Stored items
--------------------
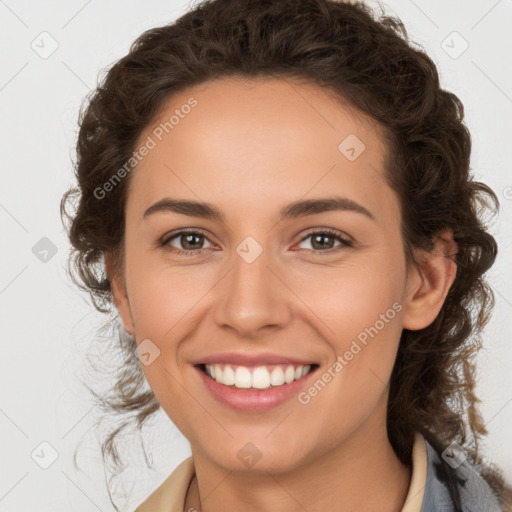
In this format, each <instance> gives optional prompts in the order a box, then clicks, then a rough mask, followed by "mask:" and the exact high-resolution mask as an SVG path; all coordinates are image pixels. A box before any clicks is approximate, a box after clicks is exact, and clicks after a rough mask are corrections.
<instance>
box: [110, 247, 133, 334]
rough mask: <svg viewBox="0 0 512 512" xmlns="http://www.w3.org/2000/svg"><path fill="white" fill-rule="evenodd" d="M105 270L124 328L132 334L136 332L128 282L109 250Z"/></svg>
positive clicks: (117, 308)
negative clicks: (131, 311)
mask: <svg viewBox="0 0 512 512" xmlns="http://www.w3.org/2000/svg"><path fill="white" fill-rule="evenodd" d="M105 270H106V272H107V276H108V279H109V281H110V288H111V290H112V298H113V300H114V304H115V306H116V309H117V311H118V313H119V316H120V317H121V321H122V322H123V327H124V330H125V331H126V332H127V333H128V334H131V335H134V334H135V328H134V324H133V318H132V313H131V309H130V302H129V300H128V293H127V289H126V282H125V279H124V276H123V273H122V271H119V270H116V269H115V265H114V255H113V254H112V253H111V252H110V251H109V252H106V253H105Z"/></svg>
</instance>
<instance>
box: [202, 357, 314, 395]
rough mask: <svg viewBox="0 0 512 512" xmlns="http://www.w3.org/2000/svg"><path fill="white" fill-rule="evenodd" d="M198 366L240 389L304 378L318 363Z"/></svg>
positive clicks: (241, 389) (233, 386)
mask: <svg viewBox="0 0 512 512" xmlns="http://www.w3.org/2000/svg"><path fill="white" fill-rule="evenodd" d="M197 367H198V368H199V369H200V370H201V371H202V372H203V373H204V374H205V375H206V376H207V377H209V378H210V379H212V380H214V381H215V382H217V383H219V384H221V385H223V386H226V387H229V388H232V389H240V390H258V391H264V390H270V389H274V388H279V387H283V386H287V385H289V384H291V383H293V382H295V381H299V380H302V379H303V378H304V377H306V376H307V375H309V374H310V373H312V372H313V371H315V370H316V368H317V367H318V364H315V363H311V364H306V365H302V364H293V363H287V364H268V365H258V366H241V365H235V364H228V363H215V364H199V365H197Z"/></svg>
--------------------
== EXERCISE DETAILS ==
Retype the lines above without alteration. The first is the one containing "box: [202, 357, 314, 395]", and the last is the final line of the data.

== YOUR SOLUTION ==
box: [202, 357, 314, 395]
rough mask: <svg viewBox="0 0 512 512" xmlns="http://www.w3.org/2000/svg"><path fill="white" fill-rule="evenodd" d="M198 366L240 389L304 378L318 363Z"/></svg>
positive clicks: (241, 389) (233, 386)
mask: <svg viewBox="0 0 512 512" xmlns="http://www.w3.org/2000/svg"><path fill="white" fill-rule="evenodd" d="M197 367H198V368H199V369H200V370H201V371H202V372H203V373H204V374H205V375H206V376H207V377H209V378H210V379H212V380H214V381H215V382H217V383H219V384H221V385H223V386H226V387H229V388H232V389H240V390H258V391H264V390H270V389H274V388H279V387H283V386H287V385H289V384H291V383H293V382H295V381H299V380H302V379H303V378H304V377H306V376H307V375H309V374H310V373H312V372H313V371H315V370H316V368H317V367H318V364H315V363H311V364H306V365H302V364H293V363H287V364H268V365H258V366H241V365H235V364H228V363H215V364H199V365H197Z"/></svg>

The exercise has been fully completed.